## Extrait fourni
--------

Un hommage à Sherlock Holmes

Dès son premier chapitre (ou son premier épisode), Détective Conan fait référence à l’œuvre d'Arthur Conan Doyle, par son protagoniste notamment, et un Shinichi qui voue un amour inconditionnel pour Holmes. Avec ce concept de jeu-vidéo en Réalité Virtuel, l'occasion rêvée de justifier une immersion du héros dans l'univers de Doyle ne pouvait être ignorée. Alors, Le Fantôme de Baker Street ne rate jamais l'occasion d'imprégner la nouvelle aventure de Conan du folklore de Sherlock Holmes, et ne s'en cache pas. Outre un plaisir coupable de marier les deux univers, les références sont à chaque fois expliquées, comme pour donner aussi l'envie au spectateur de découvrir toute la richesse des romans de Conan Doyle. Outre le respect des parallèles entre Conan Edogawa et Sherlock Holmes, sans doute y a-t-il un plaisir de fan derrière la démarche, et un hommage fait dans le plus grand respect, justifiant l'implication du romancier Hisashi Nozawa dans l'écriture du scénario.


Un jeu-vidéo mortel avant Sword Art Online

Le concept de jeu mortel a été fortement popularisé au début des années 2010 avec la première saison de l'anime Sword Art Online, adaptée du light-novel de Reki Kawahara. Mais avant ça, en avril 2002, une autre œuvre d'animation jouait de l'aspect « jeu dont on ne peut parti » : .hack//Sign, tiré de la foisonnante licence cross-media .hack. Fruit du hasard, c'est durant ce même printemps que le sixième film de Détective Conan a vu le jour, preuve que naissait une véritable tendance à associer les univers virtuels et les scénarios à suspense, ce bien avant les aventures de Kirito qui ont remis un style aux goûts du jour plus que l'inventer.

Alors, c'est Conan, Ran et les Detective Boys, parmi d'autres, qui se retrouvent plongés dans un jeu où ils risquent leur vie. Une nuance est toutefois faite : les jeunes joueurs mourront seulement si aucun d'entre-eux ne parvient à terminer Cocoon. Une double pression repose donc sur les épaules du jeune détective, à savoir celle de la réussite de l'enquête autour de la mort de Kashimura, et la survie de tous ces enfants et de Ran. Et il faut reconnaître qu'à l'échelle de Détective Conan, le choix scénaristique est plutôt audacieux. Jusqu'ici, la série restait très terre à terre, reposant sur des scénarios plausibles d'assassinats ou de moments spectaculaires, et ne puisait que rarement dans une certaine fantaisie. Un cap est alors franchi, dans les films du moins, mais c'est aussi ce qui donne au Fantôme de Baker Street cette aura si particulière, un peu improbable, tout en lui permettant de réaliser quelques fantasmes que nous avons évoqués précédemment.

La formule aboutit alors à un film globalement très efficace. L'intrigue jongle alors sur le point de vue du monde réel, où le charismatique Yusaku fera sa propre enquête avec les indices qui sont sous son nez, tandis que Conan se chargera de l'aspect virtuel, et arpentera donc un Londres victorien pour une ambiance datée et angoissante qui procure à l'ensemble un charme indéniable (outre le fait d'une délicieuse confrontation entre notre héros et le professeur Moriarty, mais nous n'en dirons pas plus...). Un cocktail original au sein des films, mais savoureux si on accepte le parti-pris proposé.

--------

## Lignes répertoriées

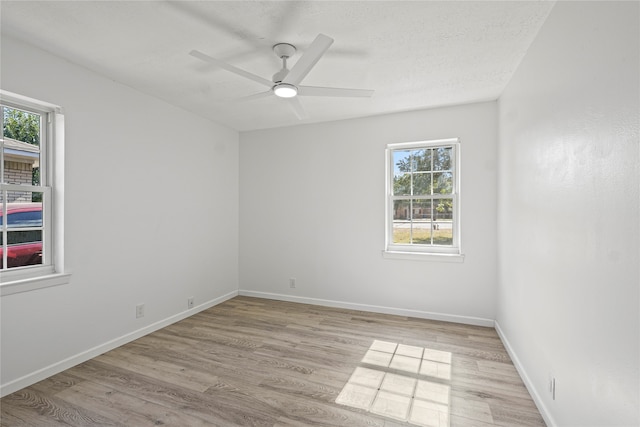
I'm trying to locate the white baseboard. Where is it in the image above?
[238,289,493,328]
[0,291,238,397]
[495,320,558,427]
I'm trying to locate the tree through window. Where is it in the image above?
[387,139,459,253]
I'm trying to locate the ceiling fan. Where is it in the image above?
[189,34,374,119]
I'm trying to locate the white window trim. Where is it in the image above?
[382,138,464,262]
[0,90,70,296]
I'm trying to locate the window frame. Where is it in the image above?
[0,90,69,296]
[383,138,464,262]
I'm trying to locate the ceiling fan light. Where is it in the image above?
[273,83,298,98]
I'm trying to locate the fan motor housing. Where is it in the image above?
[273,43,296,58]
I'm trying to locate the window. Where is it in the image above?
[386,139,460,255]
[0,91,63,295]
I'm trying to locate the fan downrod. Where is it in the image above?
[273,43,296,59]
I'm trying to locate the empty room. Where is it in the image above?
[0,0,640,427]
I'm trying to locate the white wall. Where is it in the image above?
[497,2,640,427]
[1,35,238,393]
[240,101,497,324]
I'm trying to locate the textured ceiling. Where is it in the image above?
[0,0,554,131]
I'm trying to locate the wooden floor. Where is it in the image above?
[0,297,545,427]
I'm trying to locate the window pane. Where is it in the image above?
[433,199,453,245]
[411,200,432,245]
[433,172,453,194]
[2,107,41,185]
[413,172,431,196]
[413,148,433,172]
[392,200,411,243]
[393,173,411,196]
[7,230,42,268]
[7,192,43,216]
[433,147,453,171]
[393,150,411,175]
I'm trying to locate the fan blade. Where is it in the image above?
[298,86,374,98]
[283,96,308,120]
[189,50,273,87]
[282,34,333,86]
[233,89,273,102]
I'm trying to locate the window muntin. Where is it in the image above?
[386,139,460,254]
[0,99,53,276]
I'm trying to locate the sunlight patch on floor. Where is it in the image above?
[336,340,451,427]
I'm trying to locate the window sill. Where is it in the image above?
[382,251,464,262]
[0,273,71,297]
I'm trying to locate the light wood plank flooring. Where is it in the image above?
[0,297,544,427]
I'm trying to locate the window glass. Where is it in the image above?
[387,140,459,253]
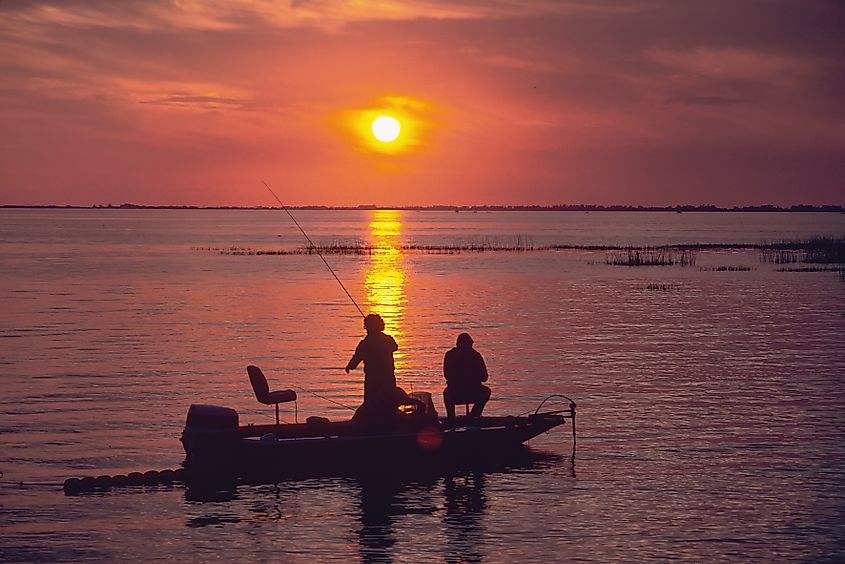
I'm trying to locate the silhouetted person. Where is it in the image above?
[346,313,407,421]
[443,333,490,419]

--------

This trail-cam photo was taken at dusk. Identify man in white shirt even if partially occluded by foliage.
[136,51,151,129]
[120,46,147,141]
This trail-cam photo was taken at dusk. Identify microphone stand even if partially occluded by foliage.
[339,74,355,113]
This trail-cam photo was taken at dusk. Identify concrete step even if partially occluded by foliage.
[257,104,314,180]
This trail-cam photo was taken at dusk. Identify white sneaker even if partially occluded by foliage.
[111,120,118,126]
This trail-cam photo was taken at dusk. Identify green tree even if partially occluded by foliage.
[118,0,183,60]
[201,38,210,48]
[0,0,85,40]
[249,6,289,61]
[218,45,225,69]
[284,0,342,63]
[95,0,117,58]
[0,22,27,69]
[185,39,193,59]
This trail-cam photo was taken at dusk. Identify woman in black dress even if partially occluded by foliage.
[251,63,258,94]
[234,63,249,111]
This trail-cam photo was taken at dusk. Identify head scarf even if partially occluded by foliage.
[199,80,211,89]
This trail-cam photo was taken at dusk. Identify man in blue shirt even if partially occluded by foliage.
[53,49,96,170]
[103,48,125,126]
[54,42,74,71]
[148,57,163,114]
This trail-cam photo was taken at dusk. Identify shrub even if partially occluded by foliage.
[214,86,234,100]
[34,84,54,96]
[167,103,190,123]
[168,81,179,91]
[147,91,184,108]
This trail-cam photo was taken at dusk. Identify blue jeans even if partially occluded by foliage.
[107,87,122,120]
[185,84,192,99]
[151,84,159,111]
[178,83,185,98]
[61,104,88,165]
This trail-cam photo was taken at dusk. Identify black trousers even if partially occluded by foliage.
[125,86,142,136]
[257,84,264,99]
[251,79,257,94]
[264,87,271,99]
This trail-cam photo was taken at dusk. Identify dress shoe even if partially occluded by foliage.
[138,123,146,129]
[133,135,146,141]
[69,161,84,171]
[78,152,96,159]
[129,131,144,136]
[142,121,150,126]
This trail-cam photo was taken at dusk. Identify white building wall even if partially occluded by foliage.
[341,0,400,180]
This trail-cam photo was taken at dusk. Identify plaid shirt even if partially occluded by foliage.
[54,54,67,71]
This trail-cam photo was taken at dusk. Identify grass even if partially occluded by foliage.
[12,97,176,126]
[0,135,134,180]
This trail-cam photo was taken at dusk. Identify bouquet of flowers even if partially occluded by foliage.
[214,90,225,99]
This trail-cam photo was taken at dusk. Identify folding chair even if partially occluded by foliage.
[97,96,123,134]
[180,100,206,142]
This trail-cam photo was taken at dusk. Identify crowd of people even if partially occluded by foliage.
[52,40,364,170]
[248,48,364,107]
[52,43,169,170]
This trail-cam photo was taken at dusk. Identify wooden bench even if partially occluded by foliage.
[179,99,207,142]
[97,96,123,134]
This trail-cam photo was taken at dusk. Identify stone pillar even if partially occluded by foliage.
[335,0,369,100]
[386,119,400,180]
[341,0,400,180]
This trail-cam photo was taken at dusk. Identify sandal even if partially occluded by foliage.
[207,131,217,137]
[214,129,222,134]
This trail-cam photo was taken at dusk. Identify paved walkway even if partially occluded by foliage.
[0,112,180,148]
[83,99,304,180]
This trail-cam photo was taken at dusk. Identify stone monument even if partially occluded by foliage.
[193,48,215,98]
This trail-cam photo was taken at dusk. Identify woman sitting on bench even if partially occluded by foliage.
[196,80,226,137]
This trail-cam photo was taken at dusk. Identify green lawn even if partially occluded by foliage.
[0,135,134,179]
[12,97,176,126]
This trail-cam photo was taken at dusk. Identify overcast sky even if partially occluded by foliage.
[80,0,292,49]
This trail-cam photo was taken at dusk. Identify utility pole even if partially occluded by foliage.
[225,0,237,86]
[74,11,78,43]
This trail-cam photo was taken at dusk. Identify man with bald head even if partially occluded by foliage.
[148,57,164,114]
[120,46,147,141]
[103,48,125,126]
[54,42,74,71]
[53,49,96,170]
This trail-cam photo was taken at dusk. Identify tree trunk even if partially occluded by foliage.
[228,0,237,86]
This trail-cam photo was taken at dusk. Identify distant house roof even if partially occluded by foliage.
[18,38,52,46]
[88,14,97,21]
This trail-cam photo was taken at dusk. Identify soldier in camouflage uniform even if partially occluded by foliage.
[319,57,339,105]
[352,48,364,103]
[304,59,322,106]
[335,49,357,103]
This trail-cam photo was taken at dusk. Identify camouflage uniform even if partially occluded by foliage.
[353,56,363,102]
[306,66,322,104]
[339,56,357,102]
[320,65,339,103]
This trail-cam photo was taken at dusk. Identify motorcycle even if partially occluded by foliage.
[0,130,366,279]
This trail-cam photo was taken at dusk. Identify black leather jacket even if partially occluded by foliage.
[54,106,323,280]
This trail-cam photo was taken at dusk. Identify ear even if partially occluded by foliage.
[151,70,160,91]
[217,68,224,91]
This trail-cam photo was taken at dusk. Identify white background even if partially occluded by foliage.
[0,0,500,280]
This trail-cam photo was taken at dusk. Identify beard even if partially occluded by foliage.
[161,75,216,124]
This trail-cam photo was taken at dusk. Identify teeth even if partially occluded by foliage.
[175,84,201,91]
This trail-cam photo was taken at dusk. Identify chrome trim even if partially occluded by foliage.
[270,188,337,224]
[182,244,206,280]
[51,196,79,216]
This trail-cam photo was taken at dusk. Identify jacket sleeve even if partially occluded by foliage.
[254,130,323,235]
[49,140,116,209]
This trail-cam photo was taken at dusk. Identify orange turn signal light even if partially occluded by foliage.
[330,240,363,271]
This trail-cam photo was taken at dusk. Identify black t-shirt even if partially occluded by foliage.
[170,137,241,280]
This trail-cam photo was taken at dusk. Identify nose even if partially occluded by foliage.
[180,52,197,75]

--------

## Travail demandé
a. Extrayez tel quel, de l'extrait sur Le Fantôme de Baker Street, le passage qui va de « La formule aboutit » jusqu'à « le parti-pris proposé. ».
b. Parmi les lignes répertoriées, recopiez à l'identique celles qui vont de la ligne contenant « This trail-cam photo was taken at dusk. Identify sandal » jusqu'à la ligne contenant « [74,11,78,43] », ces deux lignes comprises.
L'extrait et les lignes répertoriées proviennent de sources distinctes.

## Réponses attendues
a.
La formule aboutit alors à un film globalement très efficace. L'intrigue jongle alors sur le point de vue du monde réel, où le charismatique Yusaku fera sa propre enquête avec les indices qui sont sous son nez, tandis que Conan se chargera de l'aspect virtuel, et arpentera donc un Londres victorien pour une ambiance datée et angoissante qui procure à l'ensemble un charme indéniable (outre le fait d'une délicieuse confrontation entre notre héros et le professeur Moriarty, mais nous n'en dirons pas plus...). Un cocktail original au sein des films, mais savoureux si on accepte le parti-pris proposé.

b.
This trail-cam photo was taken at dusk. Identify sandal even if partially occluded by foliage.
[207,131,217,137]
[214,129,222,134]
This trail-cam photo was taken at dusk. Identify paved walkway even if partially occluded by foliage.
[0,112,180,148]
[83,99,304,180]
This trail-cam photo was taken at dusk. Identify stone monument even if partially occluded by foliage.
[193,48,215,98]
This trail-cam photo was taken at dusk. Identify woman sitting on bench even if partially occluded by foliage.
[196,80,226,137]
This trail-cam photo was taken at dusk. Identify green lawn even if partially occluded by foliage.
[0,135,134,179]
[12,97,176,126]
This trail-cam photo was taken at dusk. Identify overcast sky even if partially occluded by foliage.
[80,0,292,49]
This trail-cam photo was taken at dusk. Identify utility pole even if partially occluded by foliage.
[225,0,237,86]
[74,11,78,43]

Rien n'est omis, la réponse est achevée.